Given passage:
***

Is it heroism when you save yourself? Is poor geography a crime?…Herbert Sharpless Spencer and the 1,400 mile crawl across France.
Legends die hard in the Spencer family, especially when they are based oceans away and told by grandparents that are beyond questioning. A trip through the French countryside with my father clarified a lot, and embarrassed no-one.
Herbert Sharpless Spencer grew up in a coal mine in central Pennsylvania (see prior story), this was all that was left. By the time he was of an age he could lie about his age, he volunteered for what appeared to be a much cushier job: rifleman in the US Army’s Big Red One commanded by General Pershing. His proficiency hitting squirrels (for dinner!) at 50 yards with a .22 rifle qualified him for the job, no doubt. Compared to the strip mine, it must have seemed like a nice trade. Obviously never out of the county- let alone the country- Herbert arrived in St. Malo, France in 1918 and was promptly sent to the Argonne Forest to an area called St. Mihiel, where the Germans had been terrifying the French by their proximity to Paris. (Actually, 2:30 by car for us, but we were flying.) It was warfare at its worst, stagnant lines of barbed wire and trench lasting for tens if not scores of miles uninterrupted.
So Herbert is in France for not longer than a week, stationed in St. Mihiel for not much longer than a few days. He hears the all clear, rises out of the trench, and promptly takes four bullets in the legs, losing one completely and seriously maiming the other. He is given up for dead. But, of course, he isn’t. By his telling, despite what must have been excruciating pain, he bound his (last) leg with his shirt, fashioned two crutches out of fence posts and started walking as best he could.

***

Given exercise A:
Identify every line of the records that contains the string "player", treating case as significant.
The records have no connection to the text about Herbert Sharpless Spencer.

***

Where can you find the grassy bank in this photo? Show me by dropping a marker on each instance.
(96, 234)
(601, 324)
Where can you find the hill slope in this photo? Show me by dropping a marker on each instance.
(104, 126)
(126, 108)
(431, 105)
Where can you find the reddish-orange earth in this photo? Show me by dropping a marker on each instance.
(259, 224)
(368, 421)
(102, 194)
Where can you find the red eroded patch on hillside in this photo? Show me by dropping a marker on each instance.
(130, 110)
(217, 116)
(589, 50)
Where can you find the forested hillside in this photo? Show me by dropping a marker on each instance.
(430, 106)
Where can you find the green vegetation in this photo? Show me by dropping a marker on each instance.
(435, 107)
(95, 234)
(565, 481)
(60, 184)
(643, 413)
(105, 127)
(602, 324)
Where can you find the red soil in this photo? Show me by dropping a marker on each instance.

***

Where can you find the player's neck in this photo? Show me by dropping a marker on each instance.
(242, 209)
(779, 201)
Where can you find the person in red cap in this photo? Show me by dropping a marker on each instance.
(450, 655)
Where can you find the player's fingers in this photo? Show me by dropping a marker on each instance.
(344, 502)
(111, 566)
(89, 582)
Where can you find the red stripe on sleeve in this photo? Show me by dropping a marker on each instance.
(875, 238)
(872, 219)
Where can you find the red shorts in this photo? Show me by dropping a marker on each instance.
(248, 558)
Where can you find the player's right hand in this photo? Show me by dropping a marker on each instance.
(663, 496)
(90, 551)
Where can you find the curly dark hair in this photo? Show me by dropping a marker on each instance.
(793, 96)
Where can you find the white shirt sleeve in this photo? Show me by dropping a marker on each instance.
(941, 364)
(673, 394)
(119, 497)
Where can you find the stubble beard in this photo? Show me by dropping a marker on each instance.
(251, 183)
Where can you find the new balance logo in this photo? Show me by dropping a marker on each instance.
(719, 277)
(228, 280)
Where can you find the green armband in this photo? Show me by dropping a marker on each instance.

***

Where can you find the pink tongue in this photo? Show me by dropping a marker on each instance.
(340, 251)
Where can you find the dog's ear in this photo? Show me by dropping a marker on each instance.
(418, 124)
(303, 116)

***

Given exercise B:
Using the passage on Herbert Sharpless Spencer, explain in one to three sentences what qualified him to serve as a rifleman.

Exercise output A:
Where can you find the player's neck in this photo? Show me by dropping a marker on each instance.
Where can you find the player's fingers in this photo? Show me by dropping a marker on each instance.
Where can you find the player's right hand in this photo? Show me by dropping a marker on each instance.

Exercise output B:
His skill at hitting squirrels for dinner at 50 yards with a .22 rifle qualified him for the job of rifleman.